▶ [Task to complete]: Update the data below by replacing "black tire" with "gray tire" and leaving every other word unchanged.

===============

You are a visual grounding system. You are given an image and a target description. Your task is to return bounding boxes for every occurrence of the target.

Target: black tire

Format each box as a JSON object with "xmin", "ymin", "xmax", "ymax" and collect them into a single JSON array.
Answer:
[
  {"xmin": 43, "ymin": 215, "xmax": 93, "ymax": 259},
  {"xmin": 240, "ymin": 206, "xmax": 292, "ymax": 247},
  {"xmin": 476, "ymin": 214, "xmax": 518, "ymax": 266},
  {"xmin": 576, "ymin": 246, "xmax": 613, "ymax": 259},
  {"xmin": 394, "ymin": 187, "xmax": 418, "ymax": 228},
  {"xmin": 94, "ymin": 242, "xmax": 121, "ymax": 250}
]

===============

▶ [Output below]:
You are a visual grounding system. You are given an image and a target description. Your task is to return bounding boxes for every occurrence of the target.

Target: gray tire

Format each box as a JSON object with "xmin", "ymin", "xmax", "ymax" and collect them into a single JSON array.
Answer:
[
  {"xmin": 43, "ymin": 215, "xmax": 93, "ymax": 259},
  {"xmin": 240, "ymin": 206, "xmax": 292, "ymax": 247},
  {"xmin": 476, "ymin": 214, "xmax": 518, "ymax": 266},
  {"xmin": 576, "ymin": 246, "xmax": 613, "ymax": 259},
  {"xmin": 394, "ymin": 187, "xmax": 418, "ymax": 228},
  {"xmin": 94, "ymin": 242, "xmax": 121, "ymax": 250}
]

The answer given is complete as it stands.